====== MATERIAL TO PROCESS ======

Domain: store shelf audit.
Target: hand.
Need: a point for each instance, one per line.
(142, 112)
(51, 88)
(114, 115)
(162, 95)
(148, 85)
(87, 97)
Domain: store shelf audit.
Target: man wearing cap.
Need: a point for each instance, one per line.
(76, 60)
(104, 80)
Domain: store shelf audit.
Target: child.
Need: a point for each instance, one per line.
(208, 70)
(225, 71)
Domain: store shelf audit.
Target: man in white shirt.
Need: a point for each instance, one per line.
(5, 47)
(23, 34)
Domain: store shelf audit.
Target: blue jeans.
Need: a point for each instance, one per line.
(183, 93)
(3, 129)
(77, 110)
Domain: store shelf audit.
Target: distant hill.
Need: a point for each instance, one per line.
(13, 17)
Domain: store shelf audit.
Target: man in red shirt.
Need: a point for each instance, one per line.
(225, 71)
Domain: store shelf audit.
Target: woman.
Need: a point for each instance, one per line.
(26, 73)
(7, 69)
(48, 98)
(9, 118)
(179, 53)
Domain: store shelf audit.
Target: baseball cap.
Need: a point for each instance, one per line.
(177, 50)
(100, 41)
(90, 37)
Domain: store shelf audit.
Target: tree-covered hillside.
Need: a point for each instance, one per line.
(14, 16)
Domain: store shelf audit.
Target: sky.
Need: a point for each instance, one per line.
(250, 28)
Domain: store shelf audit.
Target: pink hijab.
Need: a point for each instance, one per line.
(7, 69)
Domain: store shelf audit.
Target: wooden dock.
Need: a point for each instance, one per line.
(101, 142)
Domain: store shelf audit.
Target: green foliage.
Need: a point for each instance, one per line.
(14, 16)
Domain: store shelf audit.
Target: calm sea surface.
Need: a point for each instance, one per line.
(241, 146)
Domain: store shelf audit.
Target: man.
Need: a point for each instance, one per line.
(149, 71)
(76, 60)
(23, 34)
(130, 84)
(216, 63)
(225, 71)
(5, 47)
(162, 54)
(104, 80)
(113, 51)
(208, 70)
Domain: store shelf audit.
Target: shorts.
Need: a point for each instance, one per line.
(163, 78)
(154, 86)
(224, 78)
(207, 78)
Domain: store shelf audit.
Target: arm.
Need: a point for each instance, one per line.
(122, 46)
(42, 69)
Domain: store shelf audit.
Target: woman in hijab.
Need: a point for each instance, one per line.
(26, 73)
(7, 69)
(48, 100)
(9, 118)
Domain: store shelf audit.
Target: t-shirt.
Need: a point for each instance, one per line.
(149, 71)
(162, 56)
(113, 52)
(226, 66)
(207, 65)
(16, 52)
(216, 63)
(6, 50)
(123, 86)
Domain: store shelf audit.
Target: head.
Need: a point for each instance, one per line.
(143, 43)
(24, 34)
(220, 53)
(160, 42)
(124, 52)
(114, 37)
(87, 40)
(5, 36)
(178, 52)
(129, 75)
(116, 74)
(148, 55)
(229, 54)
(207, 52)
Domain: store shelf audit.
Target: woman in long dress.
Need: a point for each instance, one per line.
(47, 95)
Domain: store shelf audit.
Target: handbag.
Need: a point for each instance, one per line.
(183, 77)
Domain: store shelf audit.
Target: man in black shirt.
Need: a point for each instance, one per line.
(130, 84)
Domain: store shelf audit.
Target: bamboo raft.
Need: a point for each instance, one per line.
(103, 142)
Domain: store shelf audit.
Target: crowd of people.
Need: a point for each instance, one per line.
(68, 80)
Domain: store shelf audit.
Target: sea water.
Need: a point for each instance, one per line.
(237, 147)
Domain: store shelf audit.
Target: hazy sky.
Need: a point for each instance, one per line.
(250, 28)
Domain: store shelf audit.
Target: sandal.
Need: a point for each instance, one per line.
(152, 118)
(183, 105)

======

WHAT IS BEING ASKED:
Return each line of the listing above that contains the word "woman". Case counts.

THE RESPONSE:
Target: woman.
Target: woman in hijab.
Target: woman in long dress.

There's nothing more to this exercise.